### WRITTEN TASK
Nothing before the line containing "target: forest stream" belongs in the answer; quote that line and all lines after it through the end of the material, word for word.

### DATA FOR PROCESSING
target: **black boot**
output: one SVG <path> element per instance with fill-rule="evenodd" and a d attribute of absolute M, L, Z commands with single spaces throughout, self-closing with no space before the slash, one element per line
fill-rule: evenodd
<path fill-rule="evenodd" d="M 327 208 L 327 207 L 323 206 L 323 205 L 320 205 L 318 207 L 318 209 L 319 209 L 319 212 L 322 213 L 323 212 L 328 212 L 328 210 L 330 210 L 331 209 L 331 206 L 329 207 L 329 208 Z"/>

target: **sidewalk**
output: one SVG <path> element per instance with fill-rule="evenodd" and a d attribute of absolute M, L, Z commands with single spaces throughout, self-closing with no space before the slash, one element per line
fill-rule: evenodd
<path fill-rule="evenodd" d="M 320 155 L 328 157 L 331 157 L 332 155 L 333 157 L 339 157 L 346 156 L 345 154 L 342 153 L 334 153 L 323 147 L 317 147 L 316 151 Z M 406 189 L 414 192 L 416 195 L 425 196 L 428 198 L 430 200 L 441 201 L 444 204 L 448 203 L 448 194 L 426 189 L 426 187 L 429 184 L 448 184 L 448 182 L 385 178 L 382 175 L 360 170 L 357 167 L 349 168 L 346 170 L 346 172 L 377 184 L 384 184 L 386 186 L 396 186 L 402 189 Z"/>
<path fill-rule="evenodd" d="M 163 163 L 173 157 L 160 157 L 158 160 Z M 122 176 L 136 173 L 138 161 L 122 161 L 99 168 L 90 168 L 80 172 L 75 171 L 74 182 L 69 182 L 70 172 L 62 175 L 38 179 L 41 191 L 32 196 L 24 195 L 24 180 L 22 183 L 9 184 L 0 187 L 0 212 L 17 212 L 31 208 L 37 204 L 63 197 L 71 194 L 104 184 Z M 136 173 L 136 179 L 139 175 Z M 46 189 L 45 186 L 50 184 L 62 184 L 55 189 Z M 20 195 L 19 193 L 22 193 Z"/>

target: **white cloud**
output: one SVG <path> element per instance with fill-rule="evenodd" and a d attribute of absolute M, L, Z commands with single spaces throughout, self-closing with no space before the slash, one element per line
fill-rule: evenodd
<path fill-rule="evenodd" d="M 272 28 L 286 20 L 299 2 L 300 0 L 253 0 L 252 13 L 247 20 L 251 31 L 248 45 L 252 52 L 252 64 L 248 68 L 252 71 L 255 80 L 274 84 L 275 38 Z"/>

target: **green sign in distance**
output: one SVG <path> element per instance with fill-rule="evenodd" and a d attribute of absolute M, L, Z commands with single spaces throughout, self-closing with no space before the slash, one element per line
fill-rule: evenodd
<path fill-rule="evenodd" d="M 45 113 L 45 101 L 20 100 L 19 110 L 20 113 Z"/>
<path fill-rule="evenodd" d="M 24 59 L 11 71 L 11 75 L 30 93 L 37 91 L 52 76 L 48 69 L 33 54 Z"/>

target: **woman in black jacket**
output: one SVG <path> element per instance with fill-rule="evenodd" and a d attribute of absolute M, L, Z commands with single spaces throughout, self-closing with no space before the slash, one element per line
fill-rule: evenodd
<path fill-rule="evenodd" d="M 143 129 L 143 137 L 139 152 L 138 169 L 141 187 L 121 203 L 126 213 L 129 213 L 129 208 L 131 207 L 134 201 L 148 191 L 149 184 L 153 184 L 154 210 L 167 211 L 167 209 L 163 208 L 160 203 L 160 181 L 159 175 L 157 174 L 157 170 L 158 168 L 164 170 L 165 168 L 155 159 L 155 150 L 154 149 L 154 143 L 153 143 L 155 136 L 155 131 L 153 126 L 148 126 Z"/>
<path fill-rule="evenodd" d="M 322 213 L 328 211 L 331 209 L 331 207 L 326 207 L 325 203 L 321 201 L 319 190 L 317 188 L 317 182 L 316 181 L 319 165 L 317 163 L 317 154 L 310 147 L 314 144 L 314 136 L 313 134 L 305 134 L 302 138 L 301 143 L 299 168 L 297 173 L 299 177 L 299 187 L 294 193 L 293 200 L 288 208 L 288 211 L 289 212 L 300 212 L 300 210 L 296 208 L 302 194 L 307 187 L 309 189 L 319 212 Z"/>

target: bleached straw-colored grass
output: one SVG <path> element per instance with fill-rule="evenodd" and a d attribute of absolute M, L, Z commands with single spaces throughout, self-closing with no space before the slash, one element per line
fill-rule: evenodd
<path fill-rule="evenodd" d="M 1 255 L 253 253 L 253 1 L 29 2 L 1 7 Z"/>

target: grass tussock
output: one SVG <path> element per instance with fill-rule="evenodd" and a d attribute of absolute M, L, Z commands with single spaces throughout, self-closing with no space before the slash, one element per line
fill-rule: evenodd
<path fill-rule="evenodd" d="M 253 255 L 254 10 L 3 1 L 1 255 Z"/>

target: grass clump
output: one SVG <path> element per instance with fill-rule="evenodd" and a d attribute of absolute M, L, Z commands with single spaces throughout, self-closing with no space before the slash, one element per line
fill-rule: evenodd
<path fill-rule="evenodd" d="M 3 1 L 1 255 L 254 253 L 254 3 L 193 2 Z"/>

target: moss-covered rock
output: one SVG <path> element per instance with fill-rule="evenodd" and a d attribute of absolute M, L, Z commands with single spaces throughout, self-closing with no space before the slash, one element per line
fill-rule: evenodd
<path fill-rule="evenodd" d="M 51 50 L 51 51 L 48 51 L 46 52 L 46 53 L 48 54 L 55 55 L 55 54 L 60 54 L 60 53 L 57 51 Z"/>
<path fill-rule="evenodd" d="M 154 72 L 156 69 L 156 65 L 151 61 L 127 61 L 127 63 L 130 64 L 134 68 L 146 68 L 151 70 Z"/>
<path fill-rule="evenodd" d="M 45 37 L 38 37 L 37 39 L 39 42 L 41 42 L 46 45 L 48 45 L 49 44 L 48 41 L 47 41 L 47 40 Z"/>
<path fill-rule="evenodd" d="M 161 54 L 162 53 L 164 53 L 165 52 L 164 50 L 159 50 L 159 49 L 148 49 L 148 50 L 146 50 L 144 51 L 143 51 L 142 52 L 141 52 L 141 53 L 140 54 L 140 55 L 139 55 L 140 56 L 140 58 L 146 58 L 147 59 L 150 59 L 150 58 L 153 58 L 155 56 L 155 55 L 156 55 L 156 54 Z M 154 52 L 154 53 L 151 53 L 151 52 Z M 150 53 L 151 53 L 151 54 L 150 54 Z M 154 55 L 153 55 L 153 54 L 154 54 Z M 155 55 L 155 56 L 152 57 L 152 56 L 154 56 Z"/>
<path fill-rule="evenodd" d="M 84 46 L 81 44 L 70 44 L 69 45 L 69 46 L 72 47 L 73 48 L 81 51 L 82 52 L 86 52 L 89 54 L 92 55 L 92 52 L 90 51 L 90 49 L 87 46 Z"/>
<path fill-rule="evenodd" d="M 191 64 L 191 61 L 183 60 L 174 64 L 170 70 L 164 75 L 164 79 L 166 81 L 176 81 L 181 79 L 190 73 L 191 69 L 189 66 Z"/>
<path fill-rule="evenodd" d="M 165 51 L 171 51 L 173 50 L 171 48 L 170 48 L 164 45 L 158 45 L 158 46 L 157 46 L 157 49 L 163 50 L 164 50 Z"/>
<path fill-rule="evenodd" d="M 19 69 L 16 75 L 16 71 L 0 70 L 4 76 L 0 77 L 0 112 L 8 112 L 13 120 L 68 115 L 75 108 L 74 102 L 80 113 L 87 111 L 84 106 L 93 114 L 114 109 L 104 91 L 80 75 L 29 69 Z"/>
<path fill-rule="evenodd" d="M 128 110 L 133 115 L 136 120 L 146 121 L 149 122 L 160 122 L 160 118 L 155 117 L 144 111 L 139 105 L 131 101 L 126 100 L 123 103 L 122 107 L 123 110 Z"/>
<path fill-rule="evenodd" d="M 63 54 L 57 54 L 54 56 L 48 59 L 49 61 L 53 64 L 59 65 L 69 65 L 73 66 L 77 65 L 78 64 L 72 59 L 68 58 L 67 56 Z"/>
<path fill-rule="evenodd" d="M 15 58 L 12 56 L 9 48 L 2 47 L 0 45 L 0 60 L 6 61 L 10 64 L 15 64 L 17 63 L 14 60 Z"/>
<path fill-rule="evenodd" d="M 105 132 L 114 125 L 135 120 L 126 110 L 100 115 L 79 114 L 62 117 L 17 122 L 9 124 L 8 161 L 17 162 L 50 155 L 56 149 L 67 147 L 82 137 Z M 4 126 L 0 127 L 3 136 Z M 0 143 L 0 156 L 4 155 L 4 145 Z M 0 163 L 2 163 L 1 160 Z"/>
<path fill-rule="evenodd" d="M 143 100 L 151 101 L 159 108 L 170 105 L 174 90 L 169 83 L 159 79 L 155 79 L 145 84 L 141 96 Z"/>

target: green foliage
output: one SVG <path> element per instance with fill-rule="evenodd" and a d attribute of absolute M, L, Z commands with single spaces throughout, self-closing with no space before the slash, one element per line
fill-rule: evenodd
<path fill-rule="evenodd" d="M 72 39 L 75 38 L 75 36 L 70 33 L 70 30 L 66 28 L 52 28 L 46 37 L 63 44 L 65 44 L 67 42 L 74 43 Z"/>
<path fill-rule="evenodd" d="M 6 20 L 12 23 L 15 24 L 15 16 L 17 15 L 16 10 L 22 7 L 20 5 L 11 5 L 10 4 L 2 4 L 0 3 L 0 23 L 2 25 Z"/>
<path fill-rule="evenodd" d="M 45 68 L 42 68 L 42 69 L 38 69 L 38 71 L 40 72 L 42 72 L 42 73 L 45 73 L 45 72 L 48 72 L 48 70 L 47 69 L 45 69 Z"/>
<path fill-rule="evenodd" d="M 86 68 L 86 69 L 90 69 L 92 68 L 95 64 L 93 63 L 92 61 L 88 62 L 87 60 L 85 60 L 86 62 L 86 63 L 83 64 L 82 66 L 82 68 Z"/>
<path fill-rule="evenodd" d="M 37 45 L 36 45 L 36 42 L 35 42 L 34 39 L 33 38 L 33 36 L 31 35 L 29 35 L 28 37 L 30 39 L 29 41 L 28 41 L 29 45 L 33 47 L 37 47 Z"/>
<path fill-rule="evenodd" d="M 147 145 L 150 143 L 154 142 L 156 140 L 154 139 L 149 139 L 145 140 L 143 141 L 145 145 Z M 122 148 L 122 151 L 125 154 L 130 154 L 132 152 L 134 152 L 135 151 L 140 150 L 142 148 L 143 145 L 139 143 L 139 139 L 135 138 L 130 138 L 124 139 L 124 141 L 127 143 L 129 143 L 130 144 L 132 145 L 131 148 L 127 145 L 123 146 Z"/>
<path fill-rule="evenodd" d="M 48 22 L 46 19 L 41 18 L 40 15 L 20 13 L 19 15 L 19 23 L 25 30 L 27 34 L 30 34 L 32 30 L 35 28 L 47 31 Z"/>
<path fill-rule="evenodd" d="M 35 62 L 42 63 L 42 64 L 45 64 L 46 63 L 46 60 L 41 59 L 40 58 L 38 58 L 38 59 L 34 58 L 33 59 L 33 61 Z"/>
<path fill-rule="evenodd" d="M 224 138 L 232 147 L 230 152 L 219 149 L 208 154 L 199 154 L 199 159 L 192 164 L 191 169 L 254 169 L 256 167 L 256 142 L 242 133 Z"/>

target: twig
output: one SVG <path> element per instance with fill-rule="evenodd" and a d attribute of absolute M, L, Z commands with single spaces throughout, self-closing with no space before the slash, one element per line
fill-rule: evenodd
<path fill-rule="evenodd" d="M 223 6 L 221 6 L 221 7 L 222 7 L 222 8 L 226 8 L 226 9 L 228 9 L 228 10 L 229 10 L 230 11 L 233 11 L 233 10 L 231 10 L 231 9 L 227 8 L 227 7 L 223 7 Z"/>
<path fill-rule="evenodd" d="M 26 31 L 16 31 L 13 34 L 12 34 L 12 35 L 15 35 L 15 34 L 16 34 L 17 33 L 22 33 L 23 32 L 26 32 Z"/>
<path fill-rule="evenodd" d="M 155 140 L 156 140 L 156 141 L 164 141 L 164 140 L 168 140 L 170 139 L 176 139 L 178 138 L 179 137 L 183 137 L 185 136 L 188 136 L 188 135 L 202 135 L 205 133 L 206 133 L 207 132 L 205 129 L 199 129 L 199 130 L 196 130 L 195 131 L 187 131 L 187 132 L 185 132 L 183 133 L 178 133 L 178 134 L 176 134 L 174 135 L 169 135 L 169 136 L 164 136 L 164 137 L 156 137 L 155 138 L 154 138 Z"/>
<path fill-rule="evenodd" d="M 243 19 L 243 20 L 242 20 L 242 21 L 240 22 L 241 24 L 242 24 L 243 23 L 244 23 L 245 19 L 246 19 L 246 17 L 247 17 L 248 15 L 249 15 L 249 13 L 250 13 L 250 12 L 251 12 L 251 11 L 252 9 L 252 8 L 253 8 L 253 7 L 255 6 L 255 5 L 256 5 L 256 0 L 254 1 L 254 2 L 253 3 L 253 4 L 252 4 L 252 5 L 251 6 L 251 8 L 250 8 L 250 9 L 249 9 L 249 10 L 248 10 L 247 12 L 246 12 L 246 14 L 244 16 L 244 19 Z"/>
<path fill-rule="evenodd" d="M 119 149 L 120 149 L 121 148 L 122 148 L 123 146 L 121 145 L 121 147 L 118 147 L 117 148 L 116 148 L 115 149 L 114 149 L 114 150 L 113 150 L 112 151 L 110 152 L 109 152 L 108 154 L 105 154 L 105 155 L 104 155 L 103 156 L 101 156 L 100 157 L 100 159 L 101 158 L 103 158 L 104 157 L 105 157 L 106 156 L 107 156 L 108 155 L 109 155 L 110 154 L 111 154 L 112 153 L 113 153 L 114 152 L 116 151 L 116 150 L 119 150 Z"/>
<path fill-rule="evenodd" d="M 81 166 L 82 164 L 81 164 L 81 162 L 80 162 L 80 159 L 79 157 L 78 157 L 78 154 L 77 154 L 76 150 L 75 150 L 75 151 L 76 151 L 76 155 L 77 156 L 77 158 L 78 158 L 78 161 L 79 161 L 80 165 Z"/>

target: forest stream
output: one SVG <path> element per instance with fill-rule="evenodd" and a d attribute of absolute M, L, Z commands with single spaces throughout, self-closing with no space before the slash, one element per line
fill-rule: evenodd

### OUTPUT OF THE EXERCISE
target: forest stream
output: one SVG <path> element per instance with fill-rule="evenodd" and a d attribute of absolute M, L, Z commands with single spaces throughout, self-closing with no space before the slash, one element per line
fill-rule: evenodd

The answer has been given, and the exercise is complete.